Excerpted passage:
--

Keep in mind that having more potential energy in the fuel doesn't necessarily translate to more kinetic energy generated by the engine. Do diesel engines and gas engines have similar thermodynamic efficiency (% of potential energy in the fuel transformed into kinetic energy)? I think that a modern turbocharged gasoline engine is somewhere in the 75%-efficient range. Not sure what effect DI has on that figure; I figure it might get us as high as 78-80%. I have no idea what the thermodynamic efficiency of a diesel is. Anyone?

 

Sure sure. But what does it cost to make diesel from crude vs gasoline?

I agree. The small block V8, for example, is pretty freakin reliable. I dont know the long term results (200k-400k) but I'd bet the lightweight alloys used today just dont hold up that long. OTOH though, if the whole car starts falling apart by 150,000 miles, why should the engine still be running strong to 200,000 miles or more?

--

Dataset rows:
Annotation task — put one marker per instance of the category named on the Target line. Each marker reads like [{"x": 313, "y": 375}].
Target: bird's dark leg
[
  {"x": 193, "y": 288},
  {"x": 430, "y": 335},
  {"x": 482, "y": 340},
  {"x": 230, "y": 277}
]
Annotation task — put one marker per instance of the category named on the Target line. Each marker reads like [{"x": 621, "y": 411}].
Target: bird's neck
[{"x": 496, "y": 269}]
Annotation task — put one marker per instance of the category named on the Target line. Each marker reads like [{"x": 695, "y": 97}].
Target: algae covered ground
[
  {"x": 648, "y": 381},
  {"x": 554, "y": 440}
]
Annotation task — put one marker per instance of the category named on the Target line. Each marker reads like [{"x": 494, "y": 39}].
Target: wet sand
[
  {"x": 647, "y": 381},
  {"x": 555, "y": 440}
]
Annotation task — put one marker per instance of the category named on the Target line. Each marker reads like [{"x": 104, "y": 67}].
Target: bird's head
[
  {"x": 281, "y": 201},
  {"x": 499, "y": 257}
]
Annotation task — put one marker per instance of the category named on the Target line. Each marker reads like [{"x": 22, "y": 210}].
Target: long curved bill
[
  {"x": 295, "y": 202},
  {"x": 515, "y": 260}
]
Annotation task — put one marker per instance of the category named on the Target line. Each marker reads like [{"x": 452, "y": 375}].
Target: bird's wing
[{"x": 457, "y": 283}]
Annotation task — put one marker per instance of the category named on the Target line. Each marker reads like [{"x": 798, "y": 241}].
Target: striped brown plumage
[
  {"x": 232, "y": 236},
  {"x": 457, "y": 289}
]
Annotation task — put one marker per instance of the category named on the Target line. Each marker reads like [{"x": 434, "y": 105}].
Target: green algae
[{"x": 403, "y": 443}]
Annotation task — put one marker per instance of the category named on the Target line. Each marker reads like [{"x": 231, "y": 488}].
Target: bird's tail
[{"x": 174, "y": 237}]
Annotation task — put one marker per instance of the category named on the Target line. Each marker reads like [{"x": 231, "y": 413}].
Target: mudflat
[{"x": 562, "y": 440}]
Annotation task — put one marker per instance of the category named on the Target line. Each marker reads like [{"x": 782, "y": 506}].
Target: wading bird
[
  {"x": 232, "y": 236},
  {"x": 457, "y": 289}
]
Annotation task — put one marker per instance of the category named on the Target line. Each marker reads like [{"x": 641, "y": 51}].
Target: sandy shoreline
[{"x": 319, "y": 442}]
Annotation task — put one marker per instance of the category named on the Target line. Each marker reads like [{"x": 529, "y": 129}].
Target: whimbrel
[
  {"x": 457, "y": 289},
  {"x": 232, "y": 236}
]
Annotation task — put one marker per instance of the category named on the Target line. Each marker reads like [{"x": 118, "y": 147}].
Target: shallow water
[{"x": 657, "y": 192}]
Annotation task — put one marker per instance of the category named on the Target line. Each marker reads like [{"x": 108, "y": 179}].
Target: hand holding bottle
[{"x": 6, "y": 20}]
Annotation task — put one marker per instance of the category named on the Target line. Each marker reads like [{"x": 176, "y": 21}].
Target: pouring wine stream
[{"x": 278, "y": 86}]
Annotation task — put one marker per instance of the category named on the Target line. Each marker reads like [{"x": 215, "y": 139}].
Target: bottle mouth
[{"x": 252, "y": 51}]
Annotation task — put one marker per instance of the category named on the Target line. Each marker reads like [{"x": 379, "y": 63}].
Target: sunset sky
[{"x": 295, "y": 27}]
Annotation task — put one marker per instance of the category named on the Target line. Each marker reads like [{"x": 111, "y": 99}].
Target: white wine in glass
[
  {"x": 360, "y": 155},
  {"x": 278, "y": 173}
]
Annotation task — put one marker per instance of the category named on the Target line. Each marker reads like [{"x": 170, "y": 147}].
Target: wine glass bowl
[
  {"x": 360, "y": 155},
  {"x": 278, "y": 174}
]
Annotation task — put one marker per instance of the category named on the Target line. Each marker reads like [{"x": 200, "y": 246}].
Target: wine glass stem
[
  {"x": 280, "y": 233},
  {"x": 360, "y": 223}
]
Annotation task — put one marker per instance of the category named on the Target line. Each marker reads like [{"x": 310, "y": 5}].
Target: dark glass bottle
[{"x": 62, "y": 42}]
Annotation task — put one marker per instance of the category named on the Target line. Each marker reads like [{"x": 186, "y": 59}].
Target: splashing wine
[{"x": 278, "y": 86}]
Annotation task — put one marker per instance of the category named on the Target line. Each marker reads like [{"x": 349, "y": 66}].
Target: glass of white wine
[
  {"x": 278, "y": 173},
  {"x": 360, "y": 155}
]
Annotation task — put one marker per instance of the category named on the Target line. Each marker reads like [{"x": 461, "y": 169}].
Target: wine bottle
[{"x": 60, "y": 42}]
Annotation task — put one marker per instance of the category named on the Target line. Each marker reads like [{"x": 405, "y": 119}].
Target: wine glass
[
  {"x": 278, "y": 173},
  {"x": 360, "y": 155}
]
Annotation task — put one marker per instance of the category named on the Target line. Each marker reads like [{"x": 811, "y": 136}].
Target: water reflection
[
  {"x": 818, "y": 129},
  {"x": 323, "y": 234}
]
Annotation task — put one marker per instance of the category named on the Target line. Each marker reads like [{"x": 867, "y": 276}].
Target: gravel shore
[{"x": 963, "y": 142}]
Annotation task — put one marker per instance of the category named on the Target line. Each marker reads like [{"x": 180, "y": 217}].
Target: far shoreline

--

Work required:
Carry the forum thread comparing diesel and gasoline engines forward from its last post, adding the next reply or two in the same casual tone.

Result of this exercise:
 

ACtually if I'm not mistaken in the original literature about twinforce it was specifically stated it refered to the twin being turbo AND Direct Injection not a reference to a two turbo setup and direct injection. I'll see if I can look it up tonight when I get off work. Honestly though I don't think "Ecoboost" will get more feet into the dealership. The engine is not bland or boring but the name sure as hell is and is almost like burying the lead. Maybe the marketing campaign will throw out more sizzle and will emphasize the power AND the fuel economy. The video that was posted up was like 6 mintues of yammering about a 2 mpg increase and 15 seconds of showing the actual power increase.

 

According to igor on BON and GMI, there will be two versions of the ecoboost engines. The first one, that is being mentioned here, is the economical engine. It is lower in power, but higher in efficiency, and tuned to work with regular fuel. The second will be the performance version. You could probably expect the performance version to use premium.

Rumor is also that the engines are making significantly more power than stated.

Fact, is that they are slated to maintain almost flat torque curves, from 2000rpm, to 5000+rpm (a little less flat on the 4cyl). This was stated in the press release.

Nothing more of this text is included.